**WHAT YOU ARE ASKED TO DO**
Exactly reproduce the lines from the one holding "Expected: one point per instance of the dirt" through the final line of the listing below, with both ends included and nothing else.

>>>>>

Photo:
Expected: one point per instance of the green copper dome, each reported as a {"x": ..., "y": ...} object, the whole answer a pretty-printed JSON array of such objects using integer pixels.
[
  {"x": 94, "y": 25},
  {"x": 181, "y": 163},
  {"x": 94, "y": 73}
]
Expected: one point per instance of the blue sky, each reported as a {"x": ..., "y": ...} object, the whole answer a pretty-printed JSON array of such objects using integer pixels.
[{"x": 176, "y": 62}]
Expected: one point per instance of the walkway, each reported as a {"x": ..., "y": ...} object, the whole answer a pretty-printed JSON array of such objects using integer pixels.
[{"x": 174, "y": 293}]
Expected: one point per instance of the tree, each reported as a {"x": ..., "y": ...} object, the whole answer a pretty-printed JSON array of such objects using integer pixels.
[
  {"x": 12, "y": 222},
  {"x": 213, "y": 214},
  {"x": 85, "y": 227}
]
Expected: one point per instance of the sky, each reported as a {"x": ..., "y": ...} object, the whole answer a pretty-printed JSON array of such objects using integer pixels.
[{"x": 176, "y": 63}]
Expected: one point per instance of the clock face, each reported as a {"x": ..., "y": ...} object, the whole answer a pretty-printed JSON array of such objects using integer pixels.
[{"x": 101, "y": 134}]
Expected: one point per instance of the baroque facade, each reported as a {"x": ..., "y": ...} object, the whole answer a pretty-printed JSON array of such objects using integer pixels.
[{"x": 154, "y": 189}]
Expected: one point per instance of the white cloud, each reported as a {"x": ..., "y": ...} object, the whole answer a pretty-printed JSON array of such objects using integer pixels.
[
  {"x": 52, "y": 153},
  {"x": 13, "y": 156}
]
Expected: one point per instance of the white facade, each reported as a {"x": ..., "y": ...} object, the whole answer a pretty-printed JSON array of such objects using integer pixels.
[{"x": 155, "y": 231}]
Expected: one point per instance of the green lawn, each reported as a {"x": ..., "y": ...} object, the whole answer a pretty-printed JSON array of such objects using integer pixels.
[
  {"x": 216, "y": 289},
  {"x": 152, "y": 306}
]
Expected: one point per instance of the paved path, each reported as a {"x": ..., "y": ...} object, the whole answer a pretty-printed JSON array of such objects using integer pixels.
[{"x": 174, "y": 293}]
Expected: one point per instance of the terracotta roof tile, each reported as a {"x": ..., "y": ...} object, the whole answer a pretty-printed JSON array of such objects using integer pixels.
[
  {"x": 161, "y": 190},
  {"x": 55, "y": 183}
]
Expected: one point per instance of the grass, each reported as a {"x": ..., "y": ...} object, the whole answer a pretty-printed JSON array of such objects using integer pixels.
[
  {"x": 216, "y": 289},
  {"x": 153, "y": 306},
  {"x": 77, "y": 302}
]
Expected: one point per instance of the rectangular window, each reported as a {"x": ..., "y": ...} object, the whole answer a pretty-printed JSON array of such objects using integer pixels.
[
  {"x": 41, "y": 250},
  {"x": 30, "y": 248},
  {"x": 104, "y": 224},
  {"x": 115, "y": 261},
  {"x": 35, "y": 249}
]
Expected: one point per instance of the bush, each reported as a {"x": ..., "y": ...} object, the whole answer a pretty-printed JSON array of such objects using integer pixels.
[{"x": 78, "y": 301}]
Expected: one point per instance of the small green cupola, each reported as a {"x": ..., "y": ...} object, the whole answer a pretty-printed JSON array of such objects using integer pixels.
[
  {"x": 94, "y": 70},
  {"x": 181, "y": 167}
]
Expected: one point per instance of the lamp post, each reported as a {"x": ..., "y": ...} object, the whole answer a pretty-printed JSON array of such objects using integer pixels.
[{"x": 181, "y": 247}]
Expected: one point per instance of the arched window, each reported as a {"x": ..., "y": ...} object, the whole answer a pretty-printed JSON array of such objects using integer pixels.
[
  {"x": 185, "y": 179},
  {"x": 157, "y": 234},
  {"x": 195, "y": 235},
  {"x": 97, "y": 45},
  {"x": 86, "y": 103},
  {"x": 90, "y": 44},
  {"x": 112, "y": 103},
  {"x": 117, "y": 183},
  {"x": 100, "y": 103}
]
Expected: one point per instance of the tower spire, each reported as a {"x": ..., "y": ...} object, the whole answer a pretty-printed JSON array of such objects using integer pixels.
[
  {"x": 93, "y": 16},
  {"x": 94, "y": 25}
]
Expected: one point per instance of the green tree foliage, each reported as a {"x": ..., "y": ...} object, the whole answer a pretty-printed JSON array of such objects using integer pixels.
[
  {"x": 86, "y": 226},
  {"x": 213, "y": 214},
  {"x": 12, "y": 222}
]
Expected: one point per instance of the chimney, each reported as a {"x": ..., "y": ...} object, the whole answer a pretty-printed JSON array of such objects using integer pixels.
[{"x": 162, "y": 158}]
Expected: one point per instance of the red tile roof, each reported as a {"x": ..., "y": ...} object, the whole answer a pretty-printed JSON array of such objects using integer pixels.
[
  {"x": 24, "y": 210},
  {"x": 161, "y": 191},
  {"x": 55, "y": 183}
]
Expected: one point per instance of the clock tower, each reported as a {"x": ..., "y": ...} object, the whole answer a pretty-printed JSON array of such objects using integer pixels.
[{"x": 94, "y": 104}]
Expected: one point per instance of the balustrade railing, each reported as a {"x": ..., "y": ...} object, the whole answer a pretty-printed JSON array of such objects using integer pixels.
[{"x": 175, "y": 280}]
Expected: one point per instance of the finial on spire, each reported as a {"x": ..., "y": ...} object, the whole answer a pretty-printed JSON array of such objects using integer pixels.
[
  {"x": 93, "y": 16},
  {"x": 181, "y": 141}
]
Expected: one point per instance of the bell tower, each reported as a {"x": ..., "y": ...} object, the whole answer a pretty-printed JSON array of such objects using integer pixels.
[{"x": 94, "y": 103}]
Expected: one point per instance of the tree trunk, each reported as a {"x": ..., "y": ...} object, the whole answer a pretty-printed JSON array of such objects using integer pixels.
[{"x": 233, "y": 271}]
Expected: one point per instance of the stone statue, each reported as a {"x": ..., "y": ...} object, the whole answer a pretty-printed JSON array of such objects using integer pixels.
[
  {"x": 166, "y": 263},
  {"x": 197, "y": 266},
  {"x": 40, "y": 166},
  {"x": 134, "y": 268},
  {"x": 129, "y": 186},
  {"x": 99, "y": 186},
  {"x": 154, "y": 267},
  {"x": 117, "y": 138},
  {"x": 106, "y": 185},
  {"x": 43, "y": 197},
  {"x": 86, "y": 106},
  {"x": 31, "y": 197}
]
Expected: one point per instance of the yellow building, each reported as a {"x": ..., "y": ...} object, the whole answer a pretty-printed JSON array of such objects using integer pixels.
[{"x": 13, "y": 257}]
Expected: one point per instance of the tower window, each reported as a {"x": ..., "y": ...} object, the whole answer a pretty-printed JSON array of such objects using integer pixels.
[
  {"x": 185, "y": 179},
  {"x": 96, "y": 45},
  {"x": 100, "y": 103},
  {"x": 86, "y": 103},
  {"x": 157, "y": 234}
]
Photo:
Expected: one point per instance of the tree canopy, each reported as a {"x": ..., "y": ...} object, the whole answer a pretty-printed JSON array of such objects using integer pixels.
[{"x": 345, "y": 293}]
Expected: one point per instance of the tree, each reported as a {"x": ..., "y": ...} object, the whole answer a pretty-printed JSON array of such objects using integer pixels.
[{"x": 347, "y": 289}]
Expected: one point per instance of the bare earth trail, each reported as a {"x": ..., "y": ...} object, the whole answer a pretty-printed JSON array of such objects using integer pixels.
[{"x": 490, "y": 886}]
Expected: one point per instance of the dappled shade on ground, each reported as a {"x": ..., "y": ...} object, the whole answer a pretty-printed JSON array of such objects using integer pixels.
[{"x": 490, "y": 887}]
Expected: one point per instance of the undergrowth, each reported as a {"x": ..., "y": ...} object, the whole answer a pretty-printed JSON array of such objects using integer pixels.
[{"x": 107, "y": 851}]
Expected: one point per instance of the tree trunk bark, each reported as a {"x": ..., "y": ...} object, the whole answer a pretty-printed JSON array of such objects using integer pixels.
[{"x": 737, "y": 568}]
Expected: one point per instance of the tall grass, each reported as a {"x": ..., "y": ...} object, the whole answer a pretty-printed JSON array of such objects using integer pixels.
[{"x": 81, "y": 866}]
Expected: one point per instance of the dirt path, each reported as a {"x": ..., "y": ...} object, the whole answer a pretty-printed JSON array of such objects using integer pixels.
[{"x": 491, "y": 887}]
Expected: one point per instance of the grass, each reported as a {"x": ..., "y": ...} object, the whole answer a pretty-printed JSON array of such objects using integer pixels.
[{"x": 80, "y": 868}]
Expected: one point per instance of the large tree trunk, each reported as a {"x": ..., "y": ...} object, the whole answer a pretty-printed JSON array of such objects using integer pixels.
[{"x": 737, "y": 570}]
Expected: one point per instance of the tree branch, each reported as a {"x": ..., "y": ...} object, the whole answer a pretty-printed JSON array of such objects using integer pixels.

<<<<<

**RESULT BELOW**
Expected: one point per instance of the dirt path, each reported as a {"x": ..., "y": ...} object, the whole answer a pretty-printed JSON array of such objects using integer pixels.
[{"x": 491, "y": 887}]
Expected: one point per instance of the grass, each reported as a {"x": ..., "y": ...} object, the whole answer a pretty-printed JSON array of such objects using integer pixels.
[{"x": 80, "y": 868}]
Expected: one point per instance of the large tree trunk, each reported as a {"x": ..., "y": ...} object, the whole answer a pretty-printed JSON array of such objects using integer pixels.
[{"x": 737, "y": 570}]
Expected: one point per instance of the tree branch, each reported as a {"x": ..., "y": ...} object, the whole answer a pretty-printed JSON array of such objects using integer pixels.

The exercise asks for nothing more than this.